• [TASKS TO CARRY OUT]
1) According to the cannabis news item, what share of drug screenings in Quest's 2020 study tested positive for cannabis?
2) From the cannabis news item, return the passage starting with "As additional states" and going on through "applicants for employment.".

The findings of over 7 million drug screenings were reported in Quest’s 2020 study and indicated that 2.7% were positive for cannabis. Tests were positive for cannabis in 2019 at 2.5% and positive in 2016 at 2%.

As additional states implement cannabis policy reform, the herb has been more often consumed for both recreational and therapeutic reasons. Because of this, certain companies bypass the cannabis screenings or look over a positive cannabis test result to obtain more applicants for employment.

“We haven’t really seen a change in the overall testing rate, but we’ve been seeing changes in the degree to which marijuana is included in the testing panels,” Dr. Barry Sample, Quest Diagnostics’ senior director for science and technology, told Wall Street Journal.

** Next up: Florida medical cannabis entrepreneur Jason Pirozzolo organized the leading executive at a cannabis firm with contact with U.S. Rep. Matt Gaetz (R) while also pushing them to give Gaetz a $10,000 reelection campaign donation.

In September 2017, Dr. Michael Murphy, CEO of the Alternate Health Corp., was invited to a fundraiser for Gaetz which Pirozzolo planned to hold in a hotel in Orlando during a conference held by the American Medical Marijuana Physicians Association, an organization on which Pirozzolo is a member of the board. Pirozzolo underlined Gaetz’s significance in the medical cannabis market, urged Dr. Murphy multiple times for a donation to Gaetz, and offered guidance on how to arrange the contributions to abide by federal campaign finance rules.

Now, Gaetz and Pirozzolo are under federal investigation for public corruption in medical cannabis policies. Authorities are looking into Gaetz’s ties to the sector to see if there are any possible “pay-to-play” agreements. Gaetz is also purportedly being investigated for allegedly paying underage girls for sex, including a 17-year-old.

Authorities are reported to also be looking into a vacation to the Bahamas that Gaetz and Pirozzolo had in September 2018 with a group of young girls who may have been compensated to accompany them. Also on the trip was Gaetz’s colleague and former Rep. Halsey Beshears (R), whose brother co-founded Florida’s largest medicinal cannabis firm.

Referring expression data
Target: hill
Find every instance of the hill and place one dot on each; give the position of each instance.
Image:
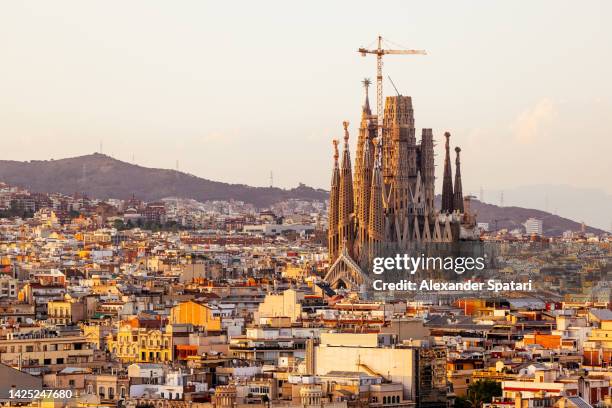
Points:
(514, 217)
(101, 176)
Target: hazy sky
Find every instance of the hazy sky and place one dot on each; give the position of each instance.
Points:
(234, 90)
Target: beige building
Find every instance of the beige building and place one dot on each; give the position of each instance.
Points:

• [RESPONSES PER TASK]
1) 2.7%

2)
As additional states implement cannabis policy reform, the herb has been more often consumed for both recreational and therapeutic reasons. Because of this, certain companies bypass the cannabis screenings or look over a positive cannabis test result to obtain more applicants for employment.